Find every line in the records below that contains the string "wooden" and copy each of those lines.
== Records provided
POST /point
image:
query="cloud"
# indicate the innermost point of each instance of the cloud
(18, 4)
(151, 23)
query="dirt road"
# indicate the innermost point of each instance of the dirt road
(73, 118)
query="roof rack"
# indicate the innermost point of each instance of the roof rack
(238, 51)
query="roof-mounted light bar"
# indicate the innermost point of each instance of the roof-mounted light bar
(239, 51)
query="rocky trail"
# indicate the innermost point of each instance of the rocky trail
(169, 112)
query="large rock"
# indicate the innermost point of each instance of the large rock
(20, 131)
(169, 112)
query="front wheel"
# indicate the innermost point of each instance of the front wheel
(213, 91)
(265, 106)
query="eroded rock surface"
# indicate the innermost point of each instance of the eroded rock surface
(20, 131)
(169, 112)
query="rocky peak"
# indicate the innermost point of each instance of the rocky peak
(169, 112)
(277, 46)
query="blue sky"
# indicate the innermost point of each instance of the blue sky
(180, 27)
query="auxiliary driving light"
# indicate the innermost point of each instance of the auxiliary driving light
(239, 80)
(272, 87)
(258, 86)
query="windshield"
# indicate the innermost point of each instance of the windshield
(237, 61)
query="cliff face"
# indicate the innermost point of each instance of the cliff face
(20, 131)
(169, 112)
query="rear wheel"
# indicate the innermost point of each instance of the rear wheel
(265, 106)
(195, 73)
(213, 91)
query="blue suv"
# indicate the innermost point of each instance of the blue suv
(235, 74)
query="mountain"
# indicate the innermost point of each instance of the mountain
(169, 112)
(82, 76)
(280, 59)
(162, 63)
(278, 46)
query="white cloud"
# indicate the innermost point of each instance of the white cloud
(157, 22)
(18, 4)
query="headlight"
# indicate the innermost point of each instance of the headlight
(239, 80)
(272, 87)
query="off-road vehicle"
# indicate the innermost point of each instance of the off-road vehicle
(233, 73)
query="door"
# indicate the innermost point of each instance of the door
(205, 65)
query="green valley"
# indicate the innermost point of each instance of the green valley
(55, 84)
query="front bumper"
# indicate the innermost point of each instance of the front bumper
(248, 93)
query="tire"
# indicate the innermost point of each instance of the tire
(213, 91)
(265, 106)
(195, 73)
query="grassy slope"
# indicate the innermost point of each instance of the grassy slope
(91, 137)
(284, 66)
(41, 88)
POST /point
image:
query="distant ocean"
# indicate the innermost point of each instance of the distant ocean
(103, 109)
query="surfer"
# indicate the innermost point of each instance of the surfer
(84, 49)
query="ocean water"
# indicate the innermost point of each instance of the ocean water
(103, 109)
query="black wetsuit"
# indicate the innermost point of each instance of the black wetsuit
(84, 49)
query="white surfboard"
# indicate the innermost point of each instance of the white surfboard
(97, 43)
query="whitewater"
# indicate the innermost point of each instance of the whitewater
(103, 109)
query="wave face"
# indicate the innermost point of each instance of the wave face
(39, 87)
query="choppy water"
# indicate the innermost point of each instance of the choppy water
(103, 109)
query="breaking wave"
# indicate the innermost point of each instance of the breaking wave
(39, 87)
====
== Records provided
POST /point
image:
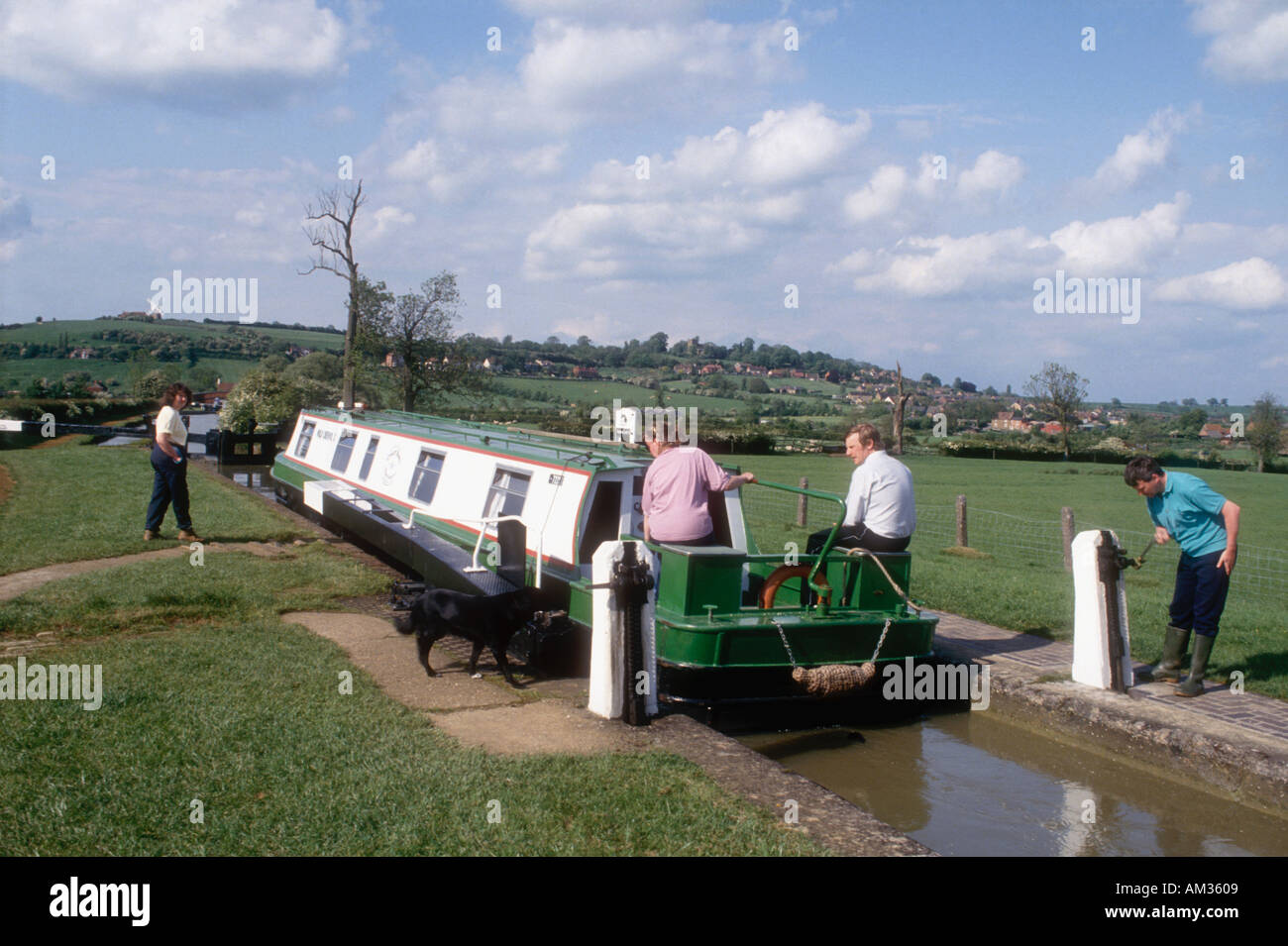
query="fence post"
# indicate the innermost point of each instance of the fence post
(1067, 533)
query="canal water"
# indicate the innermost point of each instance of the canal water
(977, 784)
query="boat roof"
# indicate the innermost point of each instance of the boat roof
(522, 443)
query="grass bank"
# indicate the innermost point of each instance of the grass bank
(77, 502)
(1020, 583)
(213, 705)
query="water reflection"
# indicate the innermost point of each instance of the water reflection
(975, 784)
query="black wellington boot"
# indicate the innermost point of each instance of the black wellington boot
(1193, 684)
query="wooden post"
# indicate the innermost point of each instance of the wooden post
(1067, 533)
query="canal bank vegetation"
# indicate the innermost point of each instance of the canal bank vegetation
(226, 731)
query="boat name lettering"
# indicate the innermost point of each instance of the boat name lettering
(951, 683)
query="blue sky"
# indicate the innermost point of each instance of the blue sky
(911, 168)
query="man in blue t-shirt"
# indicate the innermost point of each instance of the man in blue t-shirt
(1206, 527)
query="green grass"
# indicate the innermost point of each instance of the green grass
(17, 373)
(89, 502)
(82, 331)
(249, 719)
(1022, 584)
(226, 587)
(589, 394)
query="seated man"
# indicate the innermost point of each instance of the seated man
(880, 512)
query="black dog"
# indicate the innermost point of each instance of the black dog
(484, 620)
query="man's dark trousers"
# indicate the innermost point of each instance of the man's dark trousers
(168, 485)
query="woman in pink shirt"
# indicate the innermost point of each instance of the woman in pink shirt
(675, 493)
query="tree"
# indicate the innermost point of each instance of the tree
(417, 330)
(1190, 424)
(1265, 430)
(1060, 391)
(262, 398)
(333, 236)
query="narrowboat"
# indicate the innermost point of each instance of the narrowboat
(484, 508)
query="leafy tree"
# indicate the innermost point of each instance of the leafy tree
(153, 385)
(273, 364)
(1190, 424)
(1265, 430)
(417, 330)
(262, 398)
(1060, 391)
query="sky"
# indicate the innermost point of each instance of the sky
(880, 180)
====
### Task result
query="wooden post"
# indicate the innermost point of each instance of the wooden post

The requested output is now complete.